== Tarefa proposta A ==
Expresse como uma lista JSON de strings, com uma string para cada linha e sem as linhas em branco, as linhas de dados começando na linha que contém "braid in the picture above." e terminando no fim dessas linhas.

== Artigo ==
+++
Milhas aéreas, bitcoins e previdência privada tornam-se
cada vez mais valiosos e também podem ser divididos no processo de divórcio
Além de imóveis, carros e investimentos mais tradicionais,
hoje em dia os casais em processo de divórcio passaram a ter direito de dividir
também outros tipos de bens que, afinal de contas, também são acumulados
durante a vida em comum. É o caso de milhas aéreas, bitcoins e planos de
previdência privada.
Cláudia Stein, advogada especializada em Direito de Família
e Sucessões e sócia escritório Stein, Pinheiro e Campos, destaca que as
partilhas mudaram de configuração. "As pessoas podem acumular milhas
aéreas durante o casamento ou união estável e, muitas vezes, elas ficam
armazenadas no cartão de crédito de uma das partes. A princípio, as companhias aéreas
não são obrigadas a aceitar essa partilha, então deve-se pleitear ao juiz que
ele mande um ofício para a empresa declarando que aquelas milhas que existem em
nome de um titular deverão ser resgatadas na proporção de metade do titular e
metade do cônjuge", explica ela.
"Quando existe um acordo entre casal, deve-se
documentar que essas milhas serão divididas e que o titular se compromete a
resgatá-las e emitir as passagens para o outro", destaca. Na partilha dos
bitcoins, como as aplicações são feitas com corretoras e empresas
especializadas, o caminho é mais direto. "Conseguimos chegar até eles para
descobrir se, eventualmente, há algum tipo de tentativa de sonegação do bem e,
normalmente, essas empresas fazem a divisão na própria corretora", destaca
Cláudia Stein.
No caso da previdência privada, no entanto, pode haver
partilha ou não. Tudo vai depender de acordo e diálogo entre o ex-casal.
"Recentemente o Tribunal de Justiça de São Paulo (TJ-SP) julgou um
recurso, apresentado por mim, e decidiu que a previdência fechada não é
partilhável. Nesse tipo, sobretudo nas multinacionais, a companhia chama o
funcionário para integrar esse investimento e o empregado faz uma contribuição
de um determinado valor ao mês, enquanto a empregadora realiza a outra parte.
+++
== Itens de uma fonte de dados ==
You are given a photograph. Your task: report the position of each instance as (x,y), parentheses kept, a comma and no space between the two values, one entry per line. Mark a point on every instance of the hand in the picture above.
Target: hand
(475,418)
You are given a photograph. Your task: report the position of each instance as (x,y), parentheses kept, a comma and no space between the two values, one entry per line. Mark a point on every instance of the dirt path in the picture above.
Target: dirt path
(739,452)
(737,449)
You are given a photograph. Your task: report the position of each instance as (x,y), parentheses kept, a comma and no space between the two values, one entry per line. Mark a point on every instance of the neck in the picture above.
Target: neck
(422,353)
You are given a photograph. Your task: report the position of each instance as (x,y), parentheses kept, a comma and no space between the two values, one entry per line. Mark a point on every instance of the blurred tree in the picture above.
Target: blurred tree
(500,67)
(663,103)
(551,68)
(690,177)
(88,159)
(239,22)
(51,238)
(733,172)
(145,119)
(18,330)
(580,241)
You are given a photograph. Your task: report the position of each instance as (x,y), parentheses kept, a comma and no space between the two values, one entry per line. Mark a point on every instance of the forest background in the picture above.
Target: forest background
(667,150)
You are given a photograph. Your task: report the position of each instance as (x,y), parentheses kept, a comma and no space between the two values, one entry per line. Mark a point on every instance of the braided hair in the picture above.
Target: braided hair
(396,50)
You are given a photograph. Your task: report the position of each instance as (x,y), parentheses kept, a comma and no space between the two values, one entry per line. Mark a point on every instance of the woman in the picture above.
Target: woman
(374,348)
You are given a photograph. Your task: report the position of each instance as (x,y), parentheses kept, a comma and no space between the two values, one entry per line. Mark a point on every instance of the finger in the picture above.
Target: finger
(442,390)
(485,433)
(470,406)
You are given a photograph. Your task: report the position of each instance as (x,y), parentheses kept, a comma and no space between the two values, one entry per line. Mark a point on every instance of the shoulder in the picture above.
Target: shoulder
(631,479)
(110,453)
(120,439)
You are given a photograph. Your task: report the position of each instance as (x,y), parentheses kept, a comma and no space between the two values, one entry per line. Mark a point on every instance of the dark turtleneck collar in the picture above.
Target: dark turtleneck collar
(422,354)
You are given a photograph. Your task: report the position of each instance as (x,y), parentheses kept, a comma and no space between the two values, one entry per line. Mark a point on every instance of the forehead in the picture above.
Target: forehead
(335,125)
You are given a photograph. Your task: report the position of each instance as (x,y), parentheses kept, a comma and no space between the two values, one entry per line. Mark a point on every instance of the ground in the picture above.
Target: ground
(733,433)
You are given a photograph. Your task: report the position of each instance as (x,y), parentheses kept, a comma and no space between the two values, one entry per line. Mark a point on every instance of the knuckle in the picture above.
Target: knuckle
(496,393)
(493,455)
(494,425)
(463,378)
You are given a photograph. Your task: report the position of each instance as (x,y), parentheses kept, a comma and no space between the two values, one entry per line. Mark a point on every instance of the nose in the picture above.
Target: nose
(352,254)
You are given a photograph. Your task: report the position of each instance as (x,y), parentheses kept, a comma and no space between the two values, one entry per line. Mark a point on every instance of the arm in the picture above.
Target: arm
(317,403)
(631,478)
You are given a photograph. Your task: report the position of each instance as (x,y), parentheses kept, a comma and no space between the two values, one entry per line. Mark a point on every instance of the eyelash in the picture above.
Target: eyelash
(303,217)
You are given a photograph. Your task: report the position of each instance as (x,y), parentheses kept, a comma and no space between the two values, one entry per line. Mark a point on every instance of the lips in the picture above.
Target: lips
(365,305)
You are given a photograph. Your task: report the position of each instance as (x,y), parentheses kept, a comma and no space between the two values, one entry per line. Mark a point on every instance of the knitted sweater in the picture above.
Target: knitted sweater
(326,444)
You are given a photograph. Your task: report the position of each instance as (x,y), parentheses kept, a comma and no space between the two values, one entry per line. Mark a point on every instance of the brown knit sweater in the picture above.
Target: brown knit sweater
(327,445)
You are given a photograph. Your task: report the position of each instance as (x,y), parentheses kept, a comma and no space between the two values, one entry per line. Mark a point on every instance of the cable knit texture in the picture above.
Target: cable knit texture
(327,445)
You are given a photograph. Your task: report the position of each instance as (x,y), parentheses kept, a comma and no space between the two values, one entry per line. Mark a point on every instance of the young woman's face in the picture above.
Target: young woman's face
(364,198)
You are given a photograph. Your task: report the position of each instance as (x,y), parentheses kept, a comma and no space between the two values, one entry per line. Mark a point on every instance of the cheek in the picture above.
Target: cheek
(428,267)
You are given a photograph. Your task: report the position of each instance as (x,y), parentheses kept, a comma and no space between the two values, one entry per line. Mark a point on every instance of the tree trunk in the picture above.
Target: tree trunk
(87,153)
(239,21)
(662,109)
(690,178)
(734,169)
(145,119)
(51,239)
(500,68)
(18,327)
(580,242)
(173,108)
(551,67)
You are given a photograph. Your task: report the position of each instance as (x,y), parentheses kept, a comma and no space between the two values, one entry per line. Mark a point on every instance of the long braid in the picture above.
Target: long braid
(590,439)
+++
== Tarefa proposta B ==
Segundo o artigo, o que o Tribunal de Justiça de São Paulo decidiu sobre a previdência fechada?

== Resultado A ==
[
  "You are given a photograph. Your task: report the position of each instance as (x,y), parentheses kept, a comma and no space between the two values, one entry per line. Mark a point on every instance of the long braid in the picture above.",
  "Target: long braid",
  "(590,439)"
]

== Resultado B ==
Decidiu que a previdência fechada não é partilhável.